-------- VORGEGEBENER TEXT --------

Auf lange Sicht bleibt stotternden Menschen – wollen sie nicht ins soziale Abseits geraten – nichts anderes übrig, als sich ihren Ängsten zu stellen. „Spätestens wenn man erwachsen wird, muss man lernen, für sich selbst einzustehen und konfrontativ mit der Behinderung umzugehen“, findet Hummes-Fabianek. Die BVSS hofft, dass die Stotternden dabei irgendwann auf eine größere gesellschaftliche Sensibilität gegenüber ihrer Sprechstörung stoßen. Bis dahin unterstützt sie Betroffene dabei, trotz ihrer Sprechstörung ein starkes Selbstbewusstsein zu entwickeln.
Ausschließlich auf mehr Entgegenkommen von außen zu setzen, empfiehlt Hummes-Fabianek allerdings nicht: „Stottern ist keine sichtbare Behinderung. Betroffene können deshalb nicht erwarten, dass die Welt sich auf sie zu bewegt. Man muss mutig sein und immer zuerst bei sich selbst anfangen.“
Auch für Stotterer, die offen mit ihrer Behinderung umgehen, ist jeder Tag eine Herausforderung, denn Stottern ist in hohem Maße abhängig von Situationen und Tagesform. Wenn das emotionale Gleichgewicht gestört ist – zum Beispiel aufgrund von Stress, Nervosität oder Konflikten im Privatleben – ist die Wahrscheinlichkeit zu stottern höher als an guten Tagen. Stottern kann so auch ein Indikator für die Angst vorm Zahnarztbesuch sein.
Forschung gestern...
Die Ätiologie des Stotterns beschäftigt Wissenschaftler schon seit Jahrtausenden. Im antiken Griechenland glaubten die Gelehrten, der Grund sei eine zu trockene Zunge. Diese Option wurde mittlerweile natürlich widerlegt, auf eine einzige Theorie konnten sich Forscher aber bis heute nicht einigen. „Es gibt hunderte Erklärungen. Jede Zeit hat ihre eigenen Ansätze“, sagt Stotter-Experte Sommer.
Um 1830 standen Ansätze hoch im Kurs, die sich auf den Sprechapparat konzentrierten. Von einer fehlerhaften Stellung der Zähne auf dem Alveolarbogen, Erschlaffung der Zungenbänder oder unnatürlicher Länge des Zungenzäumchens war in wissenschaftlichen Abhandlungen die Rede. Als weitere Möglichkeiten zogen die damaligen Mediziner Löcher im Oberkieferknochen in Betracht, durch die Schleim auf die Zunge fließt, oder eine Schwäche der Kehlkopf und Zunge bewegenden Kräfte . Die vermuteten anatomischen Abnormalitäten behandelte man mit zum Teil sehr abenteuerlichen, apparativen Methoden wie Zungengewichten oder Mundprothesen. Es gab auch chirurgische Eingriffe, die oft zu Verstümmelungen oder noch schlimmeren Behinderungen führten. „Den Wissenschaftlern damals war noch nicht klar, dass eine zentrale Störung wie das Stottern mit solch peripheren Mitteln nicht dauerhaft behandelt werden kann“, so der Wissenschaftler.

--------

» **AUFGABENSTELLUNG**:
Schreiben Sie aus dem Text über das Stottern die Stelle zwischen „Die Ätiologie des“ und „sagt Stotter-Experte Sommer.“ wortgetreu ab, beide Angaben eingeschlossen.

-------- EINGABEDATEN --------

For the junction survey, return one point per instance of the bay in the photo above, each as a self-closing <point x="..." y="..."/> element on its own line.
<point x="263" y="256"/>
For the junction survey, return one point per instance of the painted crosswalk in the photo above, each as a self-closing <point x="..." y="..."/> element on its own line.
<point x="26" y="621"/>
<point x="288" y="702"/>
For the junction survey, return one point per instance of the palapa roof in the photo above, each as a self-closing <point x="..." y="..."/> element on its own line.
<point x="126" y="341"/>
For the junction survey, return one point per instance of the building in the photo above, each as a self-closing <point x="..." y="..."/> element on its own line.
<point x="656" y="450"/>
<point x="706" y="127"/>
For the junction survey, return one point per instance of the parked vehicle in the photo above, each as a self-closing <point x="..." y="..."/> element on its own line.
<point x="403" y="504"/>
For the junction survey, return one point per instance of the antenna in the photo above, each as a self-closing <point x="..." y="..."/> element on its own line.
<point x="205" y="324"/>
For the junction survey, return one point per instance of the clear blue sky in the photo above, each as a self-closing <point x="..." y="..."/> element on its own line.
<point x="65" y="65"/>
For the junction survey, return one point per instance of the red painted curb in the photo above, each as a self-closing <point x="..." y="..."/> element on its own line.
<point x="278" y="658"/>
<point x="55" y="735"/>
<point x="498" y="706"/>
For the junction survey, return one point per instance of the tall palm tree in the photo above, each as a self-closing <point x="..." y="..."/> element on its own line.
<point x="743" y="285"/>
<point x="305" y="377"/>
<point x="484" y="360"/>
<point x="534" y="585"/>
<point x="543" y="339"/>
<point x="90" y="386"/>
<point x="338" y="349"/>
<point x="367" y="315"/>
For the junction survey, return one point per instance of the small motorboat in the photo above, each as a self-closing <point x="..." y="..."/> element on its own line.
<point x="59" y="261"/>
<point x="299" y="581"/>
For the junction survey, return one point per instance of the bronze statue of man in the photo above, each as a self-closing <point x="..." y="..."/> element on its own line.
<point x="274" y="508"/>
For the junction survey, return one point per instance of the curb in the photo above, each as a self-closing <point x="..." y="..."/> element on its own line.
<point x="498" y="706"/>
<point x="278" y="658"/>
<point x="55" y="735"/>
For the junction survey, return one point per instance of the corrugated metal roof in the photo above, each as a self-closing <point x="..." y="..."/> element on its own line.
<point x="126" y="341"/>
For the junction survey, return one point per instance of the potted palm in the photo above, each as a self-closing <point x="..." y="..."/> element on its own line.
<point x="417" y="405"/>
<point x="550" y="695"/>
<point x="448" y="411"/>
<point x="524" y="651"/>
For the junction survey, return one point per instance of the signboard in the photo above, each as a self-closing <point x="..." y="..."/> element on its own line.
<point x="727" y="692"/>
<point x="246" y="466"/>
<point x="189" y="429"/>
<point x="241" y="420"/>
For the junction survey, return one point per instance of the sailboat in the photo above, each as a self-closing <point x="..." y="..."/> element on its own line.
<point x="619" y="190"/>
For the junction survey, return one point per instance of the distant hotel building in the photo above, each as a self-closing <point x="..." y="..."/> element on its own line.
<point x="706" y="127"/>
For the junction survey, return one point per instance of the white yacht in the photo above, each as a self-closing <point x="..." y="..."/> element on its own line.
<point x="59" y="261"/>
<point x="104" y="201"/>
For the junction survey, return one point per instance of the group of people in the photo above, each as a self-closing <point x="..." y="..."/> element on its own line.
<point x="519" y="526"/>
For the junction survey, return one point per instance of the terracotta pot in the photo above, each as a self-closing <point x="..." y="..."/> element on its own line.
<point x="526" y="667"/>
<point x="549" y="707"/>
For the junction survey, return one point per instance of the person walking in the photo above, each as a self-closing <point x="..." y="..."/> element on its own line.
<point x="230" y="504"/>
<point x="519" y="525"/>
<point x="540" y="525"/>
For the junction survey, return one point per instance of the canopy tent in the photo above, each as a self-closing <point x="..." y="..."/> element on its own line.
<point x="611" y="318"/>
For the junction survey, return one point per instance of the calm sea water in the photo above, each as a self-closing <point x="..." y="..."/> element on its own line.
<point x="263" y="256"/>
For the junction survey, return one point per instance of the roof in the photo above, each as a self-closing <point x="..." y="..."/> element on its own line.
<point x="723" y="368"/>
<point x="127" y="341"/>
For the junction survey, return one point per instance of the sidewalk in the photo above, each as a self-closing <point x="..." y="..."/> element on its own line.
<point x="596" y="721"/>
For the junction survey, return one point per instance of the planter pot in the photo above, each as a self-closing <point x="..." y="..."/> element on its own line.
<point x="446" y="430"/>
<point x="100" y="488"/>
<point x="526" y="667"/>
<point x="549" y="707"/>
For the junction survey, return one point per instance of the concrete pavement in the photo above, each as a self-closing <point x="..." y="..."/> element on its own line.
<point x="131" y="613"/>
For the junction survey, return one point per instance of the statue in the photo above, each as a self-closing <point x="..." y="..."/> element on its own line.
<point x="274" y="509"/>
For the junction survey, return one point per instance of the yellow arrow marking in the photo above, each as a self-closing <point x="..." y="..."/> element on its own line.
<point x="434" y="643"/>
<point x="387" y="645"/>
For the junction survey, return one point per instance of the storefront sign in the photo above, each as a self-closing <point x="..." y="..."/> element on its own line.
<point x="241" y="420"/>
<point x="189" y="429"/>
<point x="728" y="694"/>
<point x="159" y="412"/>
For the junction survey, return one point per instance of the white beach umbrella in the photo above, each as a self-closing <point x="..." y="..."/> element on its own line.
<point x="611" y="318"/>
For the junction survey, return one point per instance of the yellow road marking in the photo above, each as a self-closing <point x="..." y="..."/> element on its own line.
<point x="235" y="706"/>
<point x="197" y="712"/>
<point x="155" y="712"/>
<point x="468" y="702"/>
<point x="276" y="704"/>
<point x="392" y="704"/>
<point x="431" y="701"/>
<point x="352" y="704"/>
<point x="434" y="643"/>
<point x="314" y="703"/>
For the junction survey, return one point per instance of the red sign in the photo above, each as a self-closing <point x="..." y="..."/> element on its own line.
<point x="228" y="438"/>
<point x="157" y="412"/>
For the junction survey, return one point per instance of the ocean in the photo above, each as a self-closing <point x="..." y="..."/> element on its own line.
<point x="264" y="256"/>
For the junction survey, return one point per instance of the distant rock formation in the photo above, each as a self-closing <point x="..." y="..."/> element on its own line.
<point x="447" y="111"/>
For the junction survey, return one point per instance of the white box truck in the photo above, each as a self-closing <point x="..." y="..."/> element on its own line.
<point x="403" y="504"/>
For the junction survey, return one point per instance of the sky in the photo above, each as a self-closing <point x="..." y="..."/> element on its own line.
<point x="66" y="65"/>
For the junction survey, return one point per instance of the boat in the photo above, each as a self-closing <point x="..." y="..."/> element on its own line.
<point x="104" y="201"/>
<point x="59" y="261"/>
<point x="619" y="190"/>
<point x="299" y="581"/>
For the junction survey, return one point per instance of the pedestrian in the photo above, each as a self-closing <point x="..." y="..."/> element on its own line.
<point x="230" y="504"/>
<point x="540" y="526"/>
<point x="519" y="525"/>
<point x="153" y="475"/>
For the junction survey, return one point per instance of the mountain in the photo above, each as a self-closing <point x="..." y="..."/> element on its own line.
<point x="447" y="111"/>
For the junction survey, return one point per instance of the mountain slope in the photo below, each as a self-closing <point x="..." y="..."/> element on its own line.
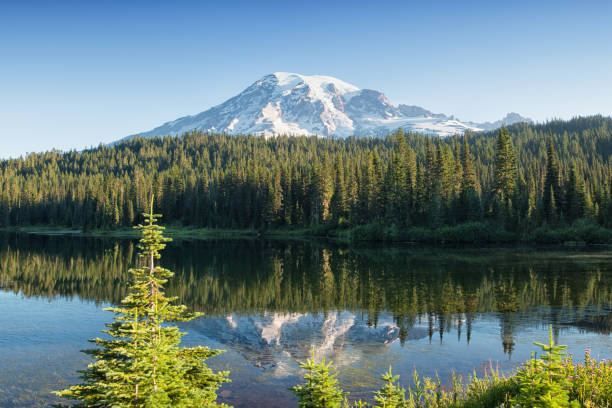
<point x="294" y="104"/>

--------

» **LÖSUNG**:
Die Ätiologie des Stotterns beschäftigt Wissenschaftler schon seit Jahrtausenden. Im antiken Griechenland glaubten die Gelehrten, der Grund sei eine zu trockene Zunge. Diese Option wurde mittlerweile natürlich widerlegt, auf eine einzige Theorie konnten sich Forscher aber bis heute nicht einigen. „Es gibt hunderte Erklärungen. Jede Zeit hat ihre eigenen Ansätze“, sagt Stotter-Experte Sommer.